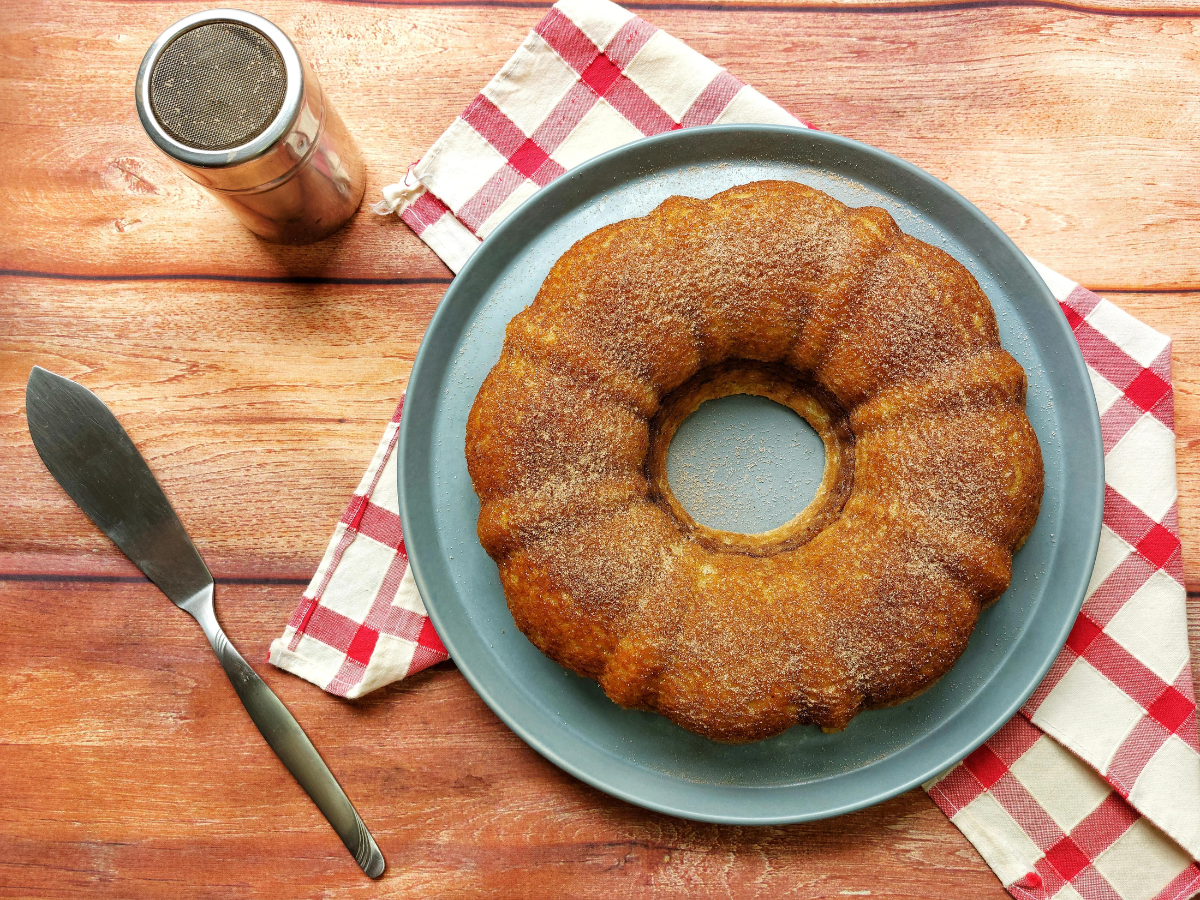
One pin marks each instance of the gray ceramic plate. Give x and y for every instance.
(642, 757)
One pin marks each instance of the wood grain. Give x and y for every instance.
(1073, 131)
(257, 381)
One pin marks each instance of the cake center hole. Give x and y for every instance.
(744, 463)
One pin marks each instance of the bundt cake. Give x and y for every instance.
(887, 347)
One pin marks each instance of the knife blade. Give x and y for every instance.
(91, 456)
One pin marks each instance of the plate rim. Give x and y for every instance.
(421, 365)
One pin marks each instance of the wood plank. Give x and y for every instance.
(129, 769)
(1054, 121)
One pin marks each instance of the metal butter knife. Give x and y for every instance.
(90, 455)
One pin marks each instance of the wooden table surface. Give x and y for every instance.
(257, 381)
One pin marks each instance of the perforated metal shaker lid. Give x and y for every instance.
(219, 88)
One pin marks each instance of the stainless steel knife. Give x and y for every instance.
(90, 455)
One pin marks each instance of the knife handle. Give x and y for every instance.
(294, 749)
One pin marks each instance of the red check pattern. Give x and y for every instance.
(360, 623)
(1093, 791)
(611, 77)
(1144, 786)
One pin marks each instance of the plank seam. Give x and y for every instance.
(234, 279)
(59, 577)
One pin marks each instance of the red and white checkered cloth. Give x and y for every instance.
(1075, 796)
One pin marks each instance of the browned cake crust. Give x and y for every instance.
(885, 345)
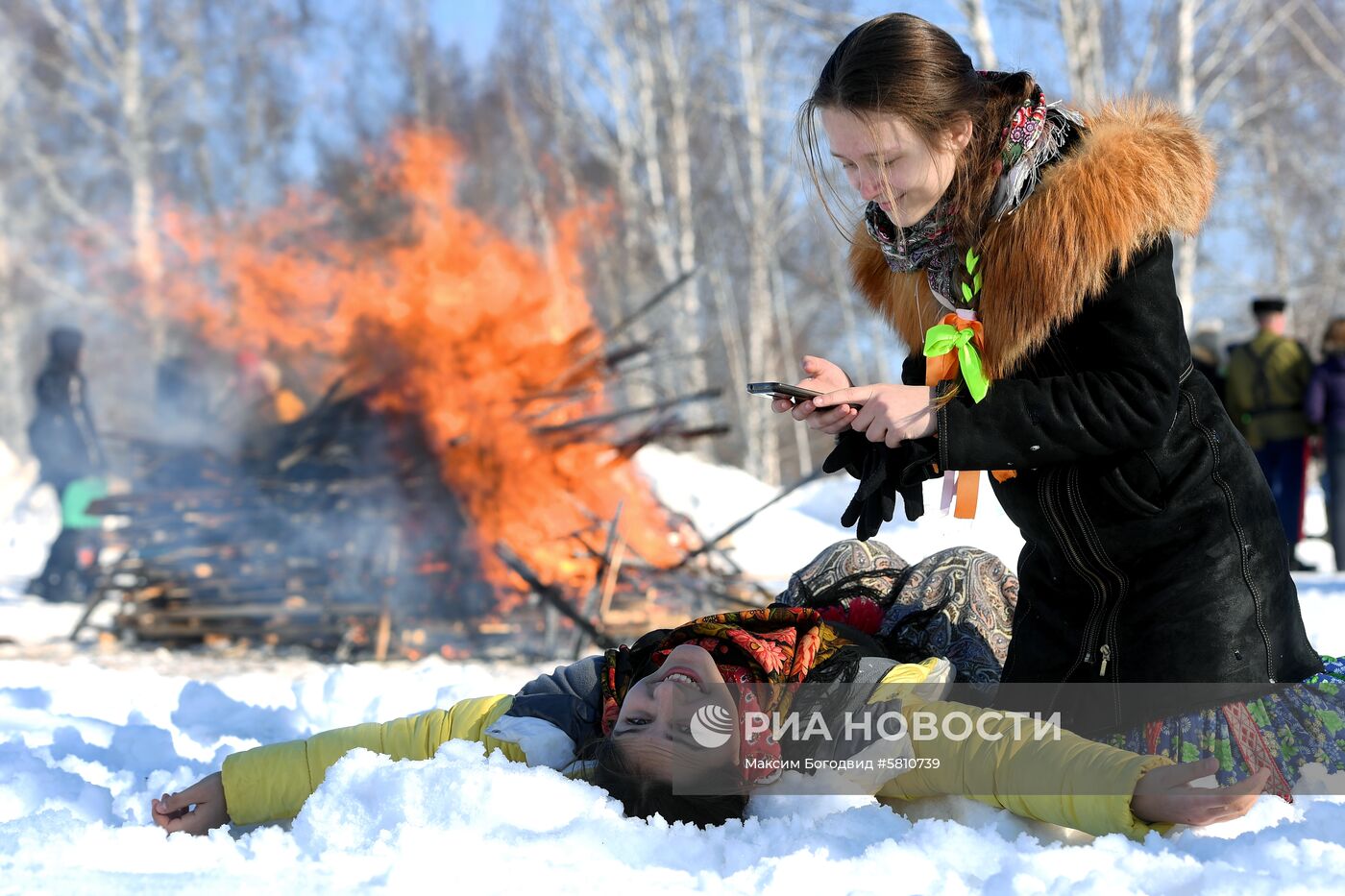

## [THE TASK]
Rewrite all the items above, changing "instance" to "occurrence" everywhere and keeping everything else the same. Omit the pictures from your answer.

## [TASK SOLUTION]
One pin marks each occurrence of the gray ceramic plate. Give x and y for every occurrence.
(642, 757)
One pin marks each occurrence of the wood grain. Give x and y for every occurrence.
(1073, 131)
(257, 381)
One pin marks each occurrence of the cake center hole. Give x and y for every occurrence.
(744, 463)
One pin marks each occurrence of the bundt cake. Give x and y for every occurrence.
(887, 347)
One pin marks each occurrence of the knife blade. Give x and y for every occurrence.
(91, 456)
One pin marks each occurrence of the plate rim. Give x and y for every occurrence.
(421, 365)
One pin marks each occurrence of the wood plank. Give x and y for every occurrence.
(129, 769)
(1054, 121)
One pin marks each occurrence of the metal butter knife. Give x and y for every occurrence.
(90, 455)
One pin marks each occurrence of the wooden table surface. Give x and y for every occurrence.
(257, 381)
One pin marks each occurrence of the perforated metal shaker lid. Give x and y for every occurrence.
(219, 88)
One pin marks each occurrence of the stainless steel knife. Give x and y for every occurrence.
(90, 455)
One pin marks each occurrence of the knife handle. Give x and y for every occurrence.
(294, 749)
One pin marks each occurrence of the red check pattern. Give x and y for every occurrence.
(360, 623)
(1093, 791)
(611, 77)
(1144, 786)
One pin marks each occurrence of the plank seam. Give x and y for every occurrence.
(234, 279)
(59, 577)
One pin marks each occurrence of the red and white checkered cloth. Give x and y for every occurrence.
(1075, 796)
One pin marks each occurrence of the browned cake crust. Give x and y for every occurrence.
(885, 345)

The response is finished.